** EXERCISE TASK **
Put the records from the line with "the ripening tomato?" to the line with "57 131 L 54" into a two-column CSV headed request and answer. Give one row per request, with each value as a single quoted field and every line break replaced by a space.

○ ○ ○ ○ ○ ○ ○

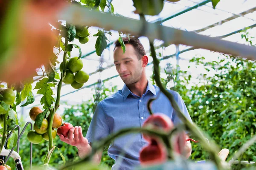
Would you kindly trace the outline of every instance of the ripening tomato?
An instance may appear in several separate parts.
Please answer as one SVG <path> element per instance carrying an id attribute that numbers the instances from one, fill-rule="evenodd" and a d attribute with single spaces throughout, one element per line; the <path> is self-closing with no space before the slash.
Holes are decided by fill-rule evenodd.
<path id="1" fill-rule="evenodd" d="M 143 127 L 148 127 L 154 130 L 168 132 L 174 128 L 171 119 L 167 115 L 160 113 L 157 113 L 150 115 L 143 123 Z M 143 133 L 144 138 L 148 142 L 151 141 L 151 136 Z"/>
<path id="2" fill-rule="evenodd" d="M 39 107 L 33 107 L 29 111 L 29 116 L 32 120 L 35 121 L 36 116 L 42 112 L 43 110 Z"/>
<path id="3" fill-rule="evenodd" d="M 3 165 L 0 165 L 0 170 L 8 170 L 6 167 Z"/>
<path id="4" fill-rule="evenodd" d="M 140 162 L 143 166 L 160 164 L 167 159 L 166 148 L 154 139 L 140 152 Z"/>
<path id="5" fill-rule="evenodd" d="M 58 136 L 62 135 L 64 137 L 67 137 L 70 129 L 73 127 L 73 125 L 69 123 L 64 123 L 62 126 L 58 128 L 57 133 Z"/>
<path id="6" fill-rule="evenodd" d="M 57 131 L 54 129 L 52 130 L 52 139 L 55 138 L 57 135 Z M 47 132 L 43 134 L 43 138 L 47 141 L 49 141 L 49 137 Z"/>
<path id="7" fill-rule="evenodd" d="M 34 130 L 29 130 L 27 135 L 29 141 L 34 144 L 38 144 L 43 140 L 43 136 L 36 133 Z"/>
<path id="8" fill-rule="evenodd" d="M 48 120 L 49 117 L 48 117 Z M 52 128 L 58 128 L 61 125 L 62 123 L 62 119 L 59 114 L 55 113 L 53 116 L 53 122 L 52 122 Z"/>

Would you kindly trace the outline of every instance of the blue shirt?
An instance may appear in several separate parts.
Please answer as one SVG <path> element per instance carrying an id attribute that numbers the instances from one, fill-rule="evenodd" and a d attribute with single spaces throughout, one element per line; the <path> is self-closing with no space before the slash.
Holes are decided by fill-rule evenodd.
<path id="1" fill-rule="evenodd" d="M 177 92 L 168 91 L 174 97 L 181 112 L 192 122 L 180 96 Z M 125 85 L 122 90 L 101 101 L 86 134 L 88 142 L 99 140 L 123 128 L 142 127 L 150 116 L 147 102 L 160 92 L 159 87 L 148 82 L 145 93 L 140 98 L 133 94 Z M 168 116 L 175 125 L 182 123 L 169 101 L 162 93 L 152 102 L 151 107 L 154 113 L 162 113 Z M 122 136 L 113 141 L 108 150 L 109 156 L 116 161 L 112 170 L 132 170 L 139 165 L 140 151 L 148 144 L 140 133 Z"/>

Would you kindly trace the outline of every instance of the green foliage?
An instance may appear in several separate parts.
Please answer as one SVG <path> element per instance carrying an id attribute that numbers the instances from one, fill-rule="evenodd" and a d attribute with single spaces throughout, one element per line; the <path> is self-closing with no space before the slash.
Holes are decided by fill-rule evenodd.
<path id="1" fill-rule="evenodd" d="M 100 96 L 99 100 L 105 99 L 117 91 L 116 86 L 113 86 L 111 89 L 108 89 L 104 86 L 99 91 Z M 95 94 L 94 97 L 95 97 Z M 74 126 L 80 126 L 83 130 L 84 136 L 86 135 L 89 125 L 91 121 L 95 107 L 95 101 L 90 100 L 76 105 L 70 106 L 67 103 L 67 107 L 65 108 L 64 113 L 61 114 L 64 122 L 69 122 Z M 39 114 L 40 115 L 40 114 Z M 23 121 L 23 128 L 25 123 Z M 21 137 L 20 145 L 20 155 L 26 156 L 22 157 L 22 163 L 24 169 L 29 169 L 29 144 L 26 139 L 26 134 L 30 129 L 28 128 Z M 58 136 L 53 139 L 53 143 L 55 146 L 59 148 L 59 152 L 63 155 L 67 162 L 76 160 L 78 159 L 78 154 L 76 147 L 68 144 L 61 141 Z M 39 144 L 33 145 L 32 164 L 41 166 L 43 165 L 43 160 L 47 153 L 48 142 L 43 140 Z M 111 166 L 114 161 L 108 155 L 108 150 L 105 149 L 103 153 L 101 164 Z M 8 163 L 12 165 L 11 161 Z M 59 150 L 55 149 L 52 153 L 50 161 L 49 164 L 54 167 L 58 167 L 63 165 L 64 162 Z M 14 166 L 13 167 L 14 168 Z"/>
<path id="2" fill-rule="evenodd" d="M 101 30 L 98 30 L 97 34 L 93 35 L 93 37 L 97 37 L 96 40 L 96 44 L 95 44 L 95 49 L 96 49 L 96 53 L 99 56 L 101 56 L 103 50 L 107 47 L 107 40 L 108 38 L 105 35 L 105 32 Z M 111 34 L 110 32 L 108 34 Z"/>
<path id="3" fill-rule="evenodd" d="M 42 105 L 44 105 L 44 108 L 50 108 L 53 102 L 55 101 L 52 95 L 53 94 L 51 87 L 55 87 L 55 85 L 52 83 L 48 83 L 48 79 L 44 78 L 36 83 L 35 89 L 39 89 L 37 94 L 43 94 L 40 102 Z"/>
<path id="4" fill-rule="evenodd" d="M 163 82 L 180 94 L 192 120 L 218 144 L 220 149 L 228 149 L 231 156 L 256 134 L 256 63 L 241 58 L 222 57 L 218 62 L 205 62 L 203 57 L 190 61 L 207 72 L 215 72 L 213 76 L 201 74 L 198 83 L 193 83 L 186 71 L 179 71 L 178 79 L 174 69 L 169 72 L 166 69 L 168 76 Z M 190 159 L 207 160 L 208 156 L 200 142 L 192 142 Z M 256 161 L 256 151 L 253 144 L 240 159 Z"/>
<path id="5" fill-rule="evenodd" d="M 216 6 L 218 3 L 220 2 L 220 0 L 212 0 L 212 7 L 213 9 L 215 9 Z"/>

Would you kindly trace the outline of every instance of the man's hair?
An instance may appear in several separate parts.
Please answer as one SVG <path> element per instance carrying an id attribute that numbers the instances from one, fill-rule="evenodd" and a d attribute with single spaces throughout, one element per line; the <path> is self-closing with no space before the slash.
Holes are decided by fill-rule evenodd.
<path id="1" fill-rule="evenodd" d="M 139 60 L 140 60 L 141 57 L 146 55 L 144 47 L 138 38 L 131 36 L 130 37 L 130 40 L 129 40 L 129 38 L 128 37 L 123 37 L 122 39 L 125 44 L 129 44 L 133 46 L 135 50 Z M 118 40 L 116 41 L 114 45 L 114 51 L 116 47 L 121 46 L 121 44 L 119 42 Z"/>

○ ○ ○ ○ ○ ○ ○

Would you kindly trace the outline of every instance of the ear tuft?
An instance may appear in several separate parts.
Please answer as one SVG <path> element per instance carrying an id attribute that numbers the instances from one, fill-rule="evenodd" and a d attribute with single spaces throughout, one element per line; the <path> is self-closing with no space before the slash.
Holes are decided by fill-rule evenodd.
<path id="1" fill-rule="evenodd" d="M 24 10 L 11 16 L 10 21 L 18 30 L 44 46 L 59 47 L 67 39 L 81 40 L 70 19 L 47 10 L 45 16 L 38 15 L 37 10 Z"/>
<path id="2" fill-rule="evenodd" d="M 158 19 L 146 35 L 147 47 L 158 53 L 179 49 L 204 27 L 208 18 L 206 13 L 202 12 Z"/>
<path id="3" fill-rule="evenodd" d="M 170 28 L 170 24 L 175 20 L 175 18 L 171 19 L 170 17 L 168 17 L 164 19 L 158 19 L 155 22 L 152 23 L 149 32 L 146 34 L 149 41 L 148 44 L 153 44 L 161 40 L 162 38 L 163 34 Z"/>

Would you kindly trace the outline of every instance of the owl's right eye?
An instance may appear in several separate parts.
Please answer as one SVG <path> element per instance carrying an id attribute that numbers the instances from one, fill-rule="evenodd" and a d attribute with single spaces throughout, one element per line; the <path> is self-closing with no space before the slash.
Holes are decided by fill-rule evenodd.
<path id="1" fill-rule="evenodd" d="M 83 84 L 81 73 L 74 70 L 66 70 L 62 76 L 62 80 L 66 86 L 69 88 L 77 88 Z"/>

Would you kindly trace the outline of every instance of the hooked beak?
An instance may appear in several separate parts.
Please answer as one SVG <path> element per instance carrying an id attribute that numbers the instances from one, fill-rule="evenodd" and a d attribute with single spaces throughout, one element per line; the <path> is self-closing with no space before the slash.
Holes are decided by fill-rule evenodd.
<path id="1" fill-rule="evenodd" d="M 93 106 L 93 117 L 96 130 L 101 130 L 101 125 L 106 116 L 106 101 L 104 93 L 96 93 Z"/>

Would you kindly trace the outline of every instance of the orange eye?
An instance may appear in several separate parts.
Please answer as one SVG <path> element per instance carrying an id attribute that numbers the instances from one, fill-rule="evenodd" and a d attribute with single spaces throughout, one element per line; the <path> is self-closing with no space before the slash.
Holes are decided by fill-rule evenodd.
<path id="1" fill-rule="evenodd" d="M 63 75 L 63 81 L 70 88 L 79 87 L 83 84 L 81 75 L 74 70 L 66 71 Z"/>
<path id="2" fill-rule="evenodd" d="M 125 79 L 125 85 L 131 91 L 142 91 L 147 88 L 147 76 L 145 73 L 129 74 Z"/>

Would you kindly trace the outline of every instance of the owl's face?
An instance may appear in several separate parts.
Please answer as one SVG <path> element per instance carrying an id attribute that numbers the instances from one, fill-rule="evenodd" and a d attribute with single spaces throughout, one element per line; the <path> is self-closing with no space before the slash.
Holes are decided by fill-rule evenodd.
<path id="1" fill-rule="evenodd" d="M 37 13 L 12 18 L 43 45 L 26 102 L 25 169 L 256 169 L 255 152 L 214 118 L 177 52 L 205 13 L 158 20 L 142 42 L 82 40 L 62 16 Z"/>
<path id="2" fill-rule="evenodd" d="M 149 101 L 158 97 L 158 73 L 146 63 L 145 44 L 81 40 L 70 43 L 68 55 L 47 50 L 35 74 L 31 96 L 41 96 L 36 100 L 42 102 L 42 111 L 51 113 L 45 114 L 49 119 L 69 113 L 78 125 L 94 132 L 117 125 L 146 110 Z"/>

○ ○ ○ ○ ○ ○ ○

** THE REPLY **
request,answer
"Would you kindly trace the outline of every instance of the ripening tomato? An instance may appear in several separate parts. Please answer as one SVG <path> element per instance carrying an id attribute that numbers the instances from one, fill-rule=""evenodd"" and a d attribute with single spaces throughout, one element per line; the <path> is self-closing with no space before the slash. Holes are decided by fill-rule evenodd.","<path id=""1"" fill-rule=""evenodd"" d=""M 143 127 L 148 127 L 154 130 L 168 132 L 174 128 L 171 119 L 167 115 L 160 113 L 157 113 L 150 115 L 143 123 Z M 143 133 L 144 138 L 148 142 L 151 141 L 151 136 Z""/> <path id=""2"" fill-rule=""evenodd"" d=""M 39 107 L 33 107 L 29 111 L 29 116 L 32 120 L 35 121 L 36 116 L 42 112 L 43 110 Z""/> <path id=""3"" fill-rule=""evenodd"" d=""M 3 165 L 0 165 L 0 170 L 8 170 L 6 167 Z""/> <path id=""4"" fill-rule=""evenodd"" d=""M 140 162 L 143 166 L 160 164 L 167 159 L 166 148 L 154 139 L 140 152 Z""/> <path id=""5"" fill-rule=""evenodd"" d=""M 58 136 L 62 135 L 64 137 L 67 137 L 70 129 L 73 127 L 73 125 L 69 123 L 64 123 L 62 126 L 58 128 L 57 133 Z""/> <path id=""6"" fill-rule=""evenodd"" d=""M 57 131 L 54 129 L 52 130 L 52 139 L 55 138 L 57 135 Z M 47 132 L 43 134 L 43 138 L 47 141 L 49 141 L 49 137 Z""/>"